### TUGAS LATIHAN
Salin kata demi kata bagian dari berita tentang dugaan penimbunan BBM bersubsidi di SPBU Desa Lala, mulai dari "BERITAMALUKU.COM, Namlea –" sampai dengan "Buru. Sabtu (6/9/2025).".
┌─ KUTIPAN HALAMAN
BERITAMALUKU.COM, Namlea – Himpunan Mahasiswa Islam (HMI) Cabang Namlea melayangkan laporan resmi ke Sentra Pelayanan Kepolisian Terpadu (SPKT) Polres Buru, terkait dugaan penimbunan dan penyalahgunaan distribusi Bahan Bakar Minyak (BBM) bersubsidi di SPBU Desa Lala, Kabupaten Buru. Sabtu (6/9/2025).
Ketua HMI Cabang Namlea Abdulah Fatcey mengatakan, Kasus ini bukan hanya sekadar praktik kecurangan distribusi energi, melainkan berpotensi menjadi potret “state capture” di tingkat lokal, ketika kebijakan publik dibajak demi kepentingan kelompok tertentu.
“Dari hasil advokasi lapangan HMI Cabang Namlea pada 10 Agustus 2025 sekitar pukul 08.00 WIT, ditemukan indikasi bahwa pasokan solar bersubsidi tidak sepenuhnya disalurkan kepada masyarakat nelayan dan petani. Sebagian BBM justru diduga ditimbun oleh oknum berinisial W, sebelum dialihkan ke lokasi Gunung Botak (GB) dan Bendungan Wayapo — kawasan yang sama sekali bukan peruntukan resmi penerima subsidi,” ungkap Afa, sapaannya dalam dunia aktivis.
Ia menyebutkan, praktik ini diduga dapat dikaitkan dengan seorang anggota DPRD Buru, sekaligus pemilik SPBU dimaksud.
“Fakta ini mengungkapkan adanya potensi konflik kepentingan dan penyalahgunaan kekuasaan, di mana pejabat publik menggunakan otoritas politik untuk mengakumulasi keuntungan privat,” ujarnya dengan nada geram.
Dia menjelaskan, jika dugaan ini terbukti, maka potensi pelanggaran hukum, dan dijerat dengan berbagai aturan hukum.
└─
┌─ BARIS DATA
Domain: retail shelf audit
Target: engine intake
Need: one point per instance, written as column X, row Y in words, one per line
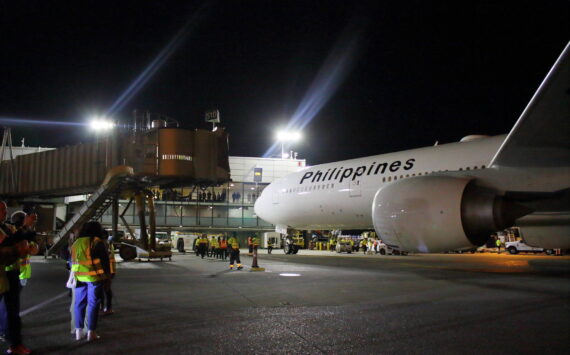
└─
### HASIL LATIHAN INI
BERITAMALUKU.COM, Namlea – Himpunan Mahasiswa Islam (HMI) Cabang Namlea melayangkan laporan resmi ke Sentra Pelayanan Kepolisian Terpadu (SPKT) Polres Buru, terkait dugaan penimbunan dan penyalahgunaan distribusi Bahan Bakar Minyak (BBM) bersubsidi di SPBU Desa Lala, Kabupaten Buru. Sabtu (6/9/2025).